**** RECORDS SUPPLIED ****
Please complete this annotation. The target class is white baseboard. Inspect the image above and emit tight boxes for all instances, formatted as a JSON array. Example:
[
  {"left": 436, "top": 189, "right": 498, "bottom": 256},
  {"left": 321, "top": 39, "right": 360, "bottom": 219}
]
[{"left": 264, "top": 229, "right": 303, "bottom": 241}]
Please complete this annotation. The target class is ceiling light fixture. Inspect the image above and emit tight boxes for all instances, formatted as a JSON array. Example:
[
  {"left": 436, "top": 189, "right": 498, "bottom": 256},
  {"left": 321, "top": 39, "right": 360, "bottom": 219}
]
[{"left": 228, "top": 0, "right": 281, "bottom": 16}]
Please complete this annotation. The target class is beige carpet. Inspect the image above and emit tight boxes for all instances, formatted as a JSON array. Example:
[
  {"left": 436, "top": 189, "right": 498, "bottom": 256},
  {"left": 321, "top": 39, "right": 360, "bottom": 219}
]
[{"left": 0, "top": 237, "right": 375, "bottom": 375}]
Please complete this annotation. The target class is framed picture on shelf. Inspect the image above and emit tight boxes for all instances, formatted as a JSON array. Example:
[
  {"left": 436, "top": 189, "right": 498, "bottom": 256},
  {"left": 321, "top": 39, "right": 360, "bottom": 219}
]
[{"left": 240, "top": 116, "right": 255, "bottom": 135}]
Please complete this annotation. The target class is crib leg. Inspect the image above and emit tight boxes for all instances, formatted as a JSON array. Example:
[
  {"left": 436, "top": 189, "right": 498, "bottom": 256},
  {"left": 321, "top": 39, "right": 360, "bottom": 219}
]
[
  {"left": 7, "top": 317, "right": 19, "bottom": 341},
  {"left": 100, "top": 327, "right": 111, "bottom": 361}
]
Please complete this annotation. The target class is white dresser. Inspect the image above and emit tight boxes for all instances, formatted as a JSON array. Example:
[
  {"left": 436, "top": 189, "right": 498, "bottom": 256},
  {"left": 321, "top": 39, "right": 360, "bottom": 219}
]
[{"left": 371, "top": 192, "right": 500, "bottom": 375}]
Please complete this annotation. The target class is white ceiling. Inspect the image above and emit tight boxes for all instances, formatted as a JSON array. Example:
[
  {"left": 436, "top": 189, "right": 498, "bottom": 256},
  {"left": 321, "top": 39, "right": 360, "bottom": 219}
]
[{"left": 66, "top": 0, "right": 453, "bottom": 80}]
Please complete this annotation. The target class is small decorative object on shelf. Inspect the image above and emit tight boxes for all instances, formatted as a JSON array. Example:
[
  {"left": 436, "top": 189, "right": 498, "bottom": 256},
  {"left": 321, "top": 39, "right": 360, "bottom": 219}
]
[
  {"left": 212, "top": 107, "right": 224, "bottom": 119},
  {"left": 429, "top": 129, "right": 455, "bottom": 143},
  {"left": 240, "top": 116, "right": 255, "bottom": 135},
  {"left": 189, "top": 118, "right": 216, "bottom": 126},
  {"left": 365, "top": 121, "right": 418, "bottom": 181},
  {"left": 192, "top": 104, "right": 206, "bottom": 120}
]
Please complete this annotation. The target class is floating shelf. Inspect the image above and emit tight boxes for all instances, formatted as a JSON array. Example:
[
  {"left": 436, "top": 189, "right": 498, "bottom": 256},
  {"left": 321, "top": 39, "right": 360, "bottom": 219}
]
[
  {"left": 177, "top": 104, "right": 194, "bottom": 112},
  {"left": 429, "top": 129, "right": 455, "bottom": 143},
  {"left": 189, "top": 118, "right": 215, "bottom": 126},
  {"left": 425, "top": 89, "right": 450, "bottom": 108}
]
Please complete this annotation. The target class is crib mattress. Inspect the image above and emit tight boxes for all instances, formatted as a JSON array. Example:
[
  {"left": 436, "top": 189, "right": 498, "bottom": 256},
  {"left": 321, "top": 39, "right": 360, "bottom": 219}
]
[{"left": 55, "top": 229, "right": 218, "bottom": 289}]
****
**EXERCISE PROMPT:** Copy out in full every line above that contains the word "shelf".

**RESULT BELOW:**
Please complete this annotation. The target class is framed picture on shelf. Inspect the image above and emit tight boxes for all instances, formatted as a JSON array. Example:
Please complete this annotation. The target class is small decorative object on shelf. Inspect the image above and emit tight boxes for all instances, formatted as a JSON array. Example:
Please complete this annotation. The target class is floating shelf. Inspect the image above and emit tight boxes for all instances, formatted as a JSON array. Example:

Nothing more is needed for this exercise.